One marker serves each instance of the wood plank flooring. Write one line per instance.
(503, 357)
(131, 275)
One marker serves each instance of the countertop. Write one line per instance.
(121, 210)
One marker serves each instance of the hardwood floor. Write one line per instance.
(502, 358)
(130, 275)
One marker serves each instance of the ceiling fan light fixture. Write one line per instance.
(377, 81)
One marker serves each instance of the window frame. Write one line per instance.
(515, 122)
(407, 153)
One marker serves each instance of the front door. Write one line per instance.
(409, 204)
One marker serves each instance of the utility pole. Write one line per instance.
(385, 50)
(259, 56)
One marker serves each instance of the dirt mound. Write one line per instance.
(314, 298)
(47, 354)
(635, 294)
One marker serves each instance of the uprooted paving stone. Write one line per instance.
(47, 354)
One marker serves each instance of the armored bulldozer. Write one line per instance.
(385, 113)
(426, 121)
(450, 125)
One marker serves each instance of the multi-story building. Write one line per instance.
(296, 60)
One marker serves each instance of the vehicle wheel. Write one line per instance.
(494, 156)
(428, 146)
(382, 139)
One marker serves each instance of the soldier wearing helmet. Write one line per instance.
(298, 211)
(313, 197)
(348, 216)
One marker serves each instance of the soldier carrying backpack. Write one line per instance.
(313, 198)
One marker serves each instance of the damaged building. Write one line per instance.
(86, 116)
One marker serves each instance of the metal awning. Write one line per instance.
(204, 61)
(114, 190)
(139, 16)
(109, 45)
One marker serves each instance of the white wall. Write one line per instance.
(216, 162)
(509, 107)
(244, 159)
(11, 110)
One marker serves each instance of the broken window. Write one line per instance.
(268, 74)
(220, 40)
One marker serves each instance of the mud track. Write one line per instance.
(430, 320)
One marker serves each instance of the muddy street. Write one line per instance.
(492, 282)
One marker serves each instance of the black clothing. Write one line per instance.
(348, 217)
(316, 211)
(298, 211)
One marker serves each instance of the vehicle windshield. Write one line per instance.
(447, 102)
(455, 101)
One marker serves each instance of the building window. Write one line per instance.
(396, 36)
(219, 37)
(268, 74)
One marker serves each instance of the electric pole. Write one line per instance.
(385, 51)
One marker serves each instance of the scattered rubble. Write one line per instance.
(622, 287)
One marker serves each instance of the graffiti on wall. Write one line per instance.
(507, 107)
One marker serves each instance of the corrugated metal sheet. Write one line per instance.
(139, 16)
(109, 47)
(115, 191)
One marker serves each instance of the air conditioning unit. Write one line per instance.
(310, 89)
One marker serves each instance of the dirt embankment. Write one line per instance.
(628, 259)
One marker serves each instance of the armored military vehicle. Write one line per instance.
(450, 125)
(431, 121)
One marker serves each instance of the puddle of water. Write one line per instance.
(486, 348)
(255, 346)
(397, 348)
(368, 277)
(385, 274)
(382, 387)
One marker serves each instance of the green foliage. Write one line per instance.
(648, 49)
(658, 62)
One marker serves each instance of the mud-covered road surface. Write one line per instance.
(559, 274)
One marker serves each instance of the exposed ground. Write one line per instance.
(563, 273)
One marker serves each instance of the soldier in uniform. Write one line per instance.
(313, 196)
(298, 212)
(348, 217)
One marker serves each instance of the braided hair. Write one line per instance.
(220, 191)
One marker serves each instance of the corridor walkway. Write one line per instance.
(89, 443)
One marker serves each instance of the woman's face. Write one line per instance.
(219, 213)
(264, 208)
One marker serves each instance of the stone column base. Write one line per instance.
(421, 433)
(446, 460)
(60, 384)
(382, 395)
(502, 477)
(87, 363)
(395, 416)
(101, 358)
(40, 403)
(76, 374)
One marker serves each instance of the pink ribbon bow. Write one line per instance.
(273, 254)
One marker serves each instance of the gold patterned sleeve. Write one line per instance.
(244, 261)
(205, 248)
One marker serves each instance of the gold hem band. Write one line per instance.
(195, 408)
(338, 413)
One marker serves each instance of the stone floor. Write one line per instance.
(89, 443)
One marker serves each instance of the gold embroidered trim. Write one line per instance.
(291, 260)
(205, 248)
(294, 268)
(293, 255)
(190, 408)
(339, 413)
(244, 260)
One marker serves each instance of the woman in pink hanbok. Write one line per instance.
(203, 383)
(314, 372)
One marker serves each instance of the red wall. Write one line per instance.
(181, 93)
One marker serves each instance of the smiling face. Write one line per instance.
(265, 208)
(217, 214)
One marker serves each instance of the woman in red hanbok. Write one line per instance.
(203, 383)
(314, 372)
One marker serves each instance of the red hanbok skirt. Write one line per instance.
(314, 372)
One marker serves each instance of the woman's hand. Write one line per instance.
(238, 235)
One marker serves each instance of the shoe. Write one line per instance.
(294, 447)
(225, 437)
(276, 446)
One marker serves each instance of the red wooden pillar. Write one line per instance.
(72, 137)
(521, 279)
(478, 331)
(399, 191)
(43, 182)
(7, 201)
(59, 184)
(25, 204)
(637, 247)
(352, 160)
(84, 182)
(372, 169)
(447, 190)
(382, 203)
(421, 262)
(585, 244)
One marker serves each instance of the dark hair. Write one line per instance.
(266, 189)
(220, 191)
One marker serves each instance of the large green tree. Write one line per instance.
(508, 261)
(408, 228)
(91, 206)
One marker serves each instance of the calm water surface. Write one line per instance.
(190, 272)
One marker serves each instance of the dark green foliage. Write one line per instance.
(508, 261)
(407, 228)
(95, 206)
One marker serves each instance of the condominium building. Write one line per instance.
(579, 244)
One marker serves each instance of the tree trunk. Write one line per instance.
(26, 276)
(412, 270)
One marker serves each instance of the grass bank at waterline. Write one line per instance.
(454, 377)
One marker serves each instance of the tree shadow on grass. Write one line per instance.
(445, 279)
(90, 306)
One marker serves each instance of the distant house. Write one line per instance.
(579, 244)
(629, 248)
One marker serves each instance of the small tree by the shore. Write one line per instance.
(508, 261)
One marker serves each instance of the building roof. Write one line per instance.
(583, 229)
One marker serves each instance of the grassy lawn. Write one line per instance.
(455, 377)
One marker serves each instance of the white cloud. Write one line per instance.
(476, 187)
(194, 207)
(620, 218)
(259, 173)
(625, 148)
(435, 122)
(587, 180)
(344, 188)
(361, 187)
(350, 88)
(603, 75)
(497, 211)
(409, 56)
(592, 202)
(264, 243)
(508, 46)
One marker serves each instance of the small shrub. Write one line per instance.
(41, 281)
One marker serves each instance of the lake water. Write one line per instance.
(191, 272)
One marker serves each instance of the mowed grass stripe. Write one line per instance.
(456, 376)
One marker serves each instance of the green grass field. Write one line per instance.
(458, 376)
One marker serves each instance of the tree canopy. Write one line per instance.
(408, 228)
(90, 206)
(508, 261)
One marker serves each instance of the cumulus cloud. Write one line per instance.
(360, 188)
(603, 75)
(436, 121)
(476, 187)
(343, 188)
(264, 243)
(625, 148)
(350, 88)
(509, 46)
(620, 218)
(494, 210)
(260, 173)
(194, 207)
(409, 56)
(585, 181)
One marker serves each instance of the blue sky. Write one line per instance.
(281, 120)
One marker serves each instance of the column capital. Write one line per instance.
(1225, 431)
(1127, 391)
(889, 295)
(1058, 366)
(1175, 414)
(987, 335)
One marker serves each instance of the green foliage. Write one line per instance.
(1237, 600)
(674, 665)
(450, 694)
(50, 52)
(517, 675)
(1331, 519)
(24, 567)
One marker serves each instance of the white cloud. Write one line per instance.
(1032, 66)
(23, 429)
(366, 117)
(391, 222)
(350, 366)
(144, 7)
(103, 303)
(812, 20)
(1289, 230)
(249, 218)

__PROBLEM DESCRIPTION__:
The full listing above needs to be output exactly.

__EXERCISE SOLUTION__:
One marker serves each instance of the wood plank flooring. Write one line per instance.
(503, 357)
(131, 275)
One marker serves each instance of the countertop. Write one line per instance.
(121, 210)
One marker serves each instance of the hardwood floor. Write one line per instance.
(502, 358)
(130, 275)
One marker serves each instance of the ceiling fan light fixture. Write one line per instance.
(377, 81)
One marker serves each instance of the window frame. Write one line per instance.
(515, 122)
(407, 153)
One marker serves each instance of the front door. Write one line per instance.
(409, 204)
One marker serves each instance of the utility pole. Write one line per instance.
(385, 50)
(259, 56)
One marker serves each instance of the dirt mound. Write one line per instance.
(314, 298)
(47, 354)
(635, 294)
One marker serves each instance of the uprooted paving stone. Write one line per instance.
(47, 354)
One marker serves each instance of the armored bulldozer. Write one line per instance.
(385, 113)
(426, 121)
(450, 125)
One marker serves each instance of the multi-story building. Write one line per instance.
(296, 60)
One marker serves each instance of the vehicle wheel. Write one line per instance.
(494, 156)
(428, 146)
(382, 139)
One marker serves each instance of the soldier wearing helmet. Write one line per instance.
(298, 211)
(313, 197)
(348, 216)
One marker serves each instance of the soldier carrying backpack. Write one line per instance.
(313, 198)
One marker serves each instance of the damaged building. Write one line per instance.
(86, 116)
One marker serves each instance of the metal awning. Write one line per instance.
(204, 61)
(114, 190)
(139, 16)
(109, 45)
One marker serves each instance of the white wall. Write one line per instance.
(216, 162)
(509, 107)
(244, 159)
(11, 110)
One marker serves each instance of the broken window. Write one line per instance.
(268, 74)
(220, 40)
One marker serves each instance of the mud track. Write one line per instance.
(430, 320)
One marker serves each instance of the muddy street. Write one line per instance.
(492, 282)
One marker serves each instance of the black clothing. Write one line per instance.
(348, 217)
(316, 211)
(298, 211)
One marker serves each instance of the vehicle windshield. Write one line per instance.
(447, 102)
(455, 101)
One marker serves each instance of the building window. Write one line per instance.
(396, 36)
(219, 37)
(268, 74)
One marker serves each instance of the electric pole. Write one line per instance.
(385, 51)
One marker serves each instance of the scattered rubble. Write one line per instance.
(622, 287)
One marker serves each instance of the graffiti on wall. Write one line per instance.
(507, 107)
One marker serves each instance of the corrugated metal sheet. Write one line per instance.
(139, 16)
(109, 47)
(115, 191)
One marker serves each instance of the air conditioning unit. Write one line per instance.
(310, 89)
One marker serves each instance of the dirt embankment. Write one line per instance.
(628, 259)
One marker serves each instance of the armored military vehicle. Write one line per instance.
(450, 125)
(431, 121)
One marker serves each instance of the puddle of water. Write one line per instance.
(486, 348)
(255, 346)
(397, 348)
(368, 277)
(385, 274)
(382, 387)
One marker serves each instance of the green foliage. Write one line per instance.
(648, 49)
(658, 62)
One marker serves each instance of the mud-covered road surface. Write one line per instance.
(559, 274)
One marker serves each instance of the exposed ground. Write one line per instance.
(563, 273)
One marker serves each instance of the soldier in uniform. Write one line per instance.
(313, 196)
(298, 212)
(348, 217)
One marker serves each instance of the braided hair. Write one line per instance.
(220, 191)
One marker serves each instance of the corridor walkway. Write one line per instance.
(89, 443)
One marker serves each instance of the woman's face. Write one line per instance.
(219, 213)
(264, 208)
One marker serves each instance of the stone column base. Write one line per instance.
(421, 433)
(446, 460)
(60, 384)
(382, 395)
(502, 477)
(87, 363)
(395, 416)
(101, 358)
(40, 403)
(76, 374)
One marker serves each instance of the pink ribbon bow. Write one line per instance.
(273, 254)
One marker serves each instance of the gold patterned sleeve. Write one line per instance.
(244, 261)
(205, 248)
One marker serves each instance of the gold hem band. Write one line per instance.
(195, 408)
(338, 413)
One marker serves each instance of the stone floor. Write one line per instance.
(89, 443)
One marker serves each instance of the gold embroidered trim. Write one line per instance.
(291, 260)
(205, 248)
(294, 268)
(293, 255)
(190, 408)
(339, 413)
(244, 260)
One marker serves each instance of the woman in pink hanbok. Write one line per instance.
(203, 383)
(314, 372)
One marker serves each instance of the red wall. Write one line per instance.
(181, 93)
One marker serves each instance of the smiling face. Write one line per instance.
(265, 208)
(217, 214)
One marker serves each instance of the woman in red hanbok. Write one line per instance.
(203, 383)
(314, 372)
One marker serves each instance of the red hanbok skirt. Write one line per instance.
(314, 372)
One marker serves each instance of the woman's hand. Write one line per instance.
(238, 235)
One marker serves each instance of the shoe. Write one line per instance.
(294, 447)
(225, 437)
(276, 446)
One marker serves each instance of the red wooden pillar. Write one line per instance.
(72, 137)
(521, 279)
(478, 331)
(399, 191)
(43, 182)
(7, 201)
(59, 184)
(25, 204)
(637, 247)
(352, 160)
(84, 182)
(372, 169)
(447, 190)
(382, 203)
(421, 262)
(585, 244)
One marker serves each instance of the dark hair. Write one line per instance.
(266, 189)
(220, 191)
One marker serves each instance of the large green tree. Write one line per instance.
(508, 261)
(408, 228)
(91, 206)
One marker serves each instance of the calm water surface. Write one line per instance.
(190, 272)
One marker serves each instance of the dark green foliage. Write one line per instance.
(508, 261)
(407, 228)
(95, 206)
One marker serves each instance of the condominium building. Write one line per instance.
(579, 244)
One marker serves each instance of the tree trunk. Write one line per instance.
(26, 276)
(412, 270)
One marker serves each instance of the grass bank at waterline. Write one line per instance.
(454, 377)
One marker serves each instance of the tree shadow on grass. Write one line per instance.
(445, 279)
(90, 306)
One marker serves each instance of the distant house. Write one line per instance.
(579, 244)
(629, 248)
One marker serves each instance of the small tree by the shore. Write one line per instance.
(508, 261)
One marker serves each instance of the building roof. Write one line per instance.
(583, 229)
One marker serves each instance of the grassy lawn. Write one line per instance.
(455, 377)
One marker serves each instance of the white cloud. Write one line per instance.
(476, 187)
(194, 207)
(620, 218)
(259, 173)
(625, 148)
(435, 122)
(587, 180)
(344, 188)
(361, 187)
(350, 88)
(603, 75)
(497, 211)
(409, 56)
(592, 202)
(264, 243)
(508, 46)
One marker serves each instance of the small shrub. Write one line per instance.
(41, 281)
One marker serves each instance of the lake water. Write one line per instance.
(191, 272)
One marker serves each instance of the mowed grass stripe. Write one line per instance.
(456, 376)
One marker serves each instance of the green grass field. Write one line per instance.
(458, 376)
One marker serves each instance of the tree canopy. Write one line per instance.
(408, 228)
(90, 206)
(508, 261)
One marker serves each instance of the cumulus cloud. Write one line per instance.
(360, 188)
(603, 75)
(436, 121)
(476, 187)
(343, 188)
(264, 243)
(625, 148)
(350, 88)
(509, 46)
(620, 218)
(494, 210)
(260, 173)
(194, 207)
(409, 56)
(585, 181)
One marker serves each instance of the blue sky. Write one line per instance.
(281, 120)
One marker serves each instance of the column capital. Write one line per instance.
(1225, 431)
(1127, 391)
(889, 295)
(1058, 366)
(1175, 414)
(987, 335)
One marker serves each instance of the green foliage. Write one line per instance.
(1237, 600)
(674, 665)
(450, 694)
(50, 52)
(517, 675)
(1331, 519)
(24, 567)
One marker serves each instance of the white cloud. Write one line per instance.
(1032, 66)
(23, 429)
(366, 117)
(391, 222)
(350, 366)
(144, 7)
(103, 303)
(812, 20)
(1289, 230)
(249, 218)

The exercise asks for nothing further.